TASK OBJECTIVE: List the lines of the entries as a numbered list, from the first line through the line containing "box: [1548, 692, 2034, 1536]", both included, and omit any blank lines.

DATA TO PROCESS:
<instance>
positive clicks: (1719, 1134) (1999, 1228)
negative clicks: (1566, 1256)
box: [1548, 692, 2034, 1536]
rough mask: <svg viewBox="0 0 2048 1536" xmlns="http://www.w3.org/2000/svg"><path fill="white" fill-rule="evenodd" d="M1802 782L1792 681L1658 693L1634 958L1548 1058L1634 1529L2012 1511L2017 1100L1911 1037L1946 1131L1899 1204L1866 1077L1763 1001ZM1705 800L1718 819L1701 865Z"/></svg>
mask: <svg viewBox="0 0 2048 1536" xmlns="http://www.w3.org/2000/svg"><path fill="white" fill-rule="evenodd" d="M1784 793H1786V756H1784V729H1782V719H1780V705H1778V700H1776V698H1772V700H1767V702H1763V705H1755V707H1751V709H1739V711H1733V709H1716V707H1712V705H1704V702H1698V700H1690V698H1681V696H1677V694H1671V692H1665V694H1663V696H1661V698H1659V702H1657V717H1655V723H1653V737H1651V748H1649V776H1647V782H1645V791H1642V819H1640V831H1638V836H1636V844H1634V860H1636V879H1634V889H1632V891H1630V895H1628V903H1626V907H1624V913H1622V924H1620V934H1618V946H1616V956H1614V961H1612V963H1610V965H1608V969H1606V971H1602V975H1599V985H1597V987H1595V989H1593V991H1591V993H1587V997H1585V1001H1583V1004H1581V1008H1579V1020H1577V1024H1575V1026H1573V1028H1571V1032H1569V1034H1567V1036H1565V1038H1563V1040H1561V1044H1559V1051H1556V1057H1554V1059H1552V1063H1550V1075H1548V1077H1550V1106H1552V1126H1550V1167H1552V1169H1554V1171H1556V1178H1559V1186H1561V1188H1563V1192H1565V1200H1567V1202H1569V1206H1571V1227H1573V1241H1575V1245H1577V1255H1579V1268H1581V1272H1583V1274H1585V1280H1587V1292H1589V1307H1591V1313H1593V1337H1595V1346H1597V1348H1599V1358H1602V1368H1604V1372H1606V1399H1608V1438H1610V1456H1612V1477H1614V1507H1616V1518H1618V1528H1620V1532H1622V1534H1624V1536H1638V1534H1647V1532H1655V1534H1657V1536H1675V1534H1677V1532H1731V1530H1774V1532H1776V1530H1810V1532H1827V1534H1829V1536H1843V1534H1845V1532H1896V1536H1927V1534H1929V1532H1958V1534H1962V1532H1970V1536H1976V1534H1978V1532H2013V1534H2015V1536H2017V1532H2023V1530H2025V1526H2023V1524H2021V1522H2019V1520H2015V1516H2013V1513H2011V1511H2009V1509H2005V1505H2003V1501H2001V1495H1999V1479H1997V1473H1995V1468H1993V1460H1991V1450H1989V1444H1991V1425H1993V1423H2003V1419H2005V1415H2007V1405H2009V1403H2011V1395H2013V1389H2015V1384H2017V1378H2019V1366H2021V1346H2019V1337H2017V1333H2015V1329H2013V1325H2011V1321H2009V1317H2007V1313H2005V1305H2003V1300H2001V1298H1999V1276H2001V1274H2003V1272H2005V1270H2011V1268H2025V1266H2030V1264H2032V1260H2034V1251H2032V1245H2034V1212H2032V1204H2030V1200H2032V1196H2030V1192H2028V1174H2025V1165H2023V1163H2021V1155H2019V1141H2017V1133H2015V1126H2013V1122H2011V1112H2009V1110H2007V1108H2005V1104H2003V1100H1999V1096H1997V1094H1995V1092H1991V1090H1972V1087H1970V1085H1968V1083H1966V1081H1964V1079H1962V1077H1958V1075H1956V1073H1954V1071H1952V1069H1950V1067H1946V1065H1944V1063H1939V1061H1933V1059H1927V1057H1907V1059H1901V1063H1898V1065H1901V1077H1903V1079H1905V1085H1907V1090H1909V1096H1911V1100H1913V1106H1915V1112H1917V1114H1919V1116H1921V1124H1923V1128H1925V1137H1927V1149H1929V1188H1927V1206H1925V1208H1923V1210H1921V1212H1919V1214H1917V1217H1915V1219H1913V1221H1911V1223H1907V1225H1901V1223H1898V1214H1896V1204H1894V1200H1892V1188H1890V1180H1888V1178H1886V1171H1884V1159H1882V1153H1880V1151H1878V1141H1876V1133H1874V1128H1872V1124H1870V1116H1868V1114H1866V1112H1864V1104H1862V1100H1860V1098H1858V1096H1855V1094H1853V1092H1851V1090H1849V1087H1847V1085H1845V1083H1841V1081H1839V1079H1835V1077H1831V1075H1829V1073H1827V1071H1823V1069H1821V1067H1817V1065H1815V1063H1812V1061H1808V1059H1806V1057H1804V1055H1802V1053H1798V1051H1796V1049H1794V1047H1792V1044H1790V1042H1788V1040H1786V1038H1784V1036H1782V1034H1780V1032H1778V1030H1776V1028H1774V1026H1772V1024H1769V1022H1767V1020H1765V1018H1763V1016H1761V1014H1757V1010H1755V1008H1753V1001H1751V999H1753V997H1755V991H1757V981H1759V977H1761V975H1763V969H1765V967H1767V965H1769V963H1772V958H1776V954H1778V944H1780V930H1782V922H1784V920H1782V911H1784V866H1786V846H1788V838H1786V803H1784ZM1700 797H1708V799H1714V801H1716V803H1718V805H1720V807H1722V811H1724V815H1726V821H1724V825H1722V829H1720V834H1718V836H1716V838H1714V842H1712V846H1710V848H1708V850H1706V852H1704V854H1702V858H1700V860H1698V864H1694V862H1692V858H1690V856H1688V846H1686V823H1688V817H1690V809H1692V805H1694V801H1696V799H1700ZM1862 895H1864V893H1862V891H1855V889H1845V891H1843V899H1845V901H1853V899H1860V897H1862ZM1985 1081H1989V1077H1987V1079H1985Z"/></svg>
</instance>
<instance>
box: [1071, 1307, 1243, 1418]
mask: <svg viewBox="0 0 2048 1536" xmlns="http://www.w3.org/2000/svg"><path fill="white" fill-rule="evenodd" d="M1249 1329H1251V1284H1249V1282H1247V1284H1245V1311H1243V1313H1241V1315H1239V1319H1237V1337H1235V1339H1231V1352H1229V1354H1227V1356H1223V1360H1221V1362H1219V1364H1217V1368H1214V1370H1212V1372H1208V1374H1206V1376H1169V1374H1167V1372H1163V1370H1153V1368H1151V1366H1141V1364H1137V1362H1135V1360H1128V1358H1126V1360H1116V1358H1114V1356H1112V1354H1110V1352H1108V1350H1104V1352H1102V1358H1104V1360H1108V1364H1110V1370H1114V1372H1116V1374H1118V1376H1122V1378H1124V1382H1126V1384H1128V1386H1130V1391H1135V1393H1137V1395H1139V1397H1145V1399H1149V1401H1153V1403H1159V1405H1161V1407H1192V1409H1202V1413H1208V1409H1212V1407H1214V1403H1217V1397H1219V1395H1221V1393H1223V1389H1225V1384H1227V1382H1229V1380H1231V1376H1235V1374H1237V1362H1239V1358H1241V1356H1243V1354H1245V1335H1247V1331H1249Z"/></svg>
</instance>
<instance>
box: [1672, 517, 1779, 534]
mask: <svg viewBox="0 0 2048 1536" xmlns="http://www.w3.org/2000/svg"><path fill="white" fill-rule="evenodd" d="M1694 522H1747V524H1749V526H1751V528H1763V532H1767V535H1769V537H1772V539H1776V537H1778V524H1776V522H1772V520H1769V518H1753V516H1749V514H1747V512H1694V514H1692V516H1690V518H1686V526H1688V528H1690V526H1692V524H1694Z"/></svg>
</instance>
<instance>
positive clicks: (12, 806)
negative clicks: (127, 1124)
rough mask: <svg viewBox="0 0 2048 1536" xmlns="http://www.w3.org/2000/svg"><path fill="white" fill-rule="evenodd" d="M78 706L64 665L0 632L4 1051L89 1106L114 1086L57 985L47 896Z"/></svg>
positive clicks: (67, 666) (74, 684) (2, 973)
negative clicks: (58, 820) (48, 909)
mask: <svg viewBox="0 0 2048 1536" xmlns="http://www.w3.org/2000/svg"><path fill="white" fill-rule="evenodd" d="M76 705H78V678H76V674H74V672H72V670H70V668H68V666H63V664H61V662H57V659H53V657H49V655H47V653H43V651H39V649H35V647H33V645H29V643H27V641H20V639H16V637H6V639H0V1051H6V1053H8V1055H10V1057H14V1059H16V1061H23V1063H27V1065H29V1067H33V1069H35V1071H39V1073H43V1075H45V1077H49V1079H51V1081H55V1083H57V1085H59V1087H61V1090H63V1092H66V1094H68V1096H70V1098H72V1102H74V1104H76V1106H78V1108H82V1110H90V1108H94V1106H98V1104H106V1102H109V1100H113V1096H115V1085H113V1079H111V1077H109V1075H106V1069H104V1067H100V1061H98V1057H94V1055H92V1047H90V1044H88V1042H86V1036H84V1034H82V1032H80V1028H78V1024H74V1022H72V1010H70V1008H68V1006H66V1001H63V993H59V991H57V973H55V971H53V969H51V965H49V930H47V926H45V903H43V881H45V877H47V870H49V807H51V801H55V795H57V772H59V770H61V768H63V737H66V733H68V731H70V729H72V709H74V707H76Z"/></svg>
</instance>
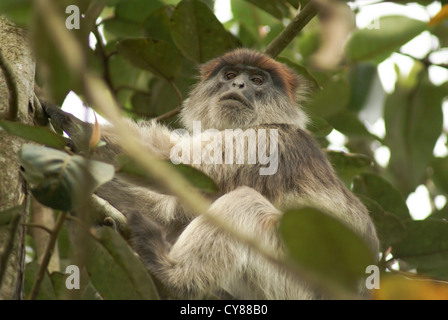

YOUR RESPONSE:
1. <instance>
2. positive clicks: (1719, 1134) (1999, 1228)
3. negative clicks: (1566, 1256)
4. box: [1548, 692, 2034, 1536]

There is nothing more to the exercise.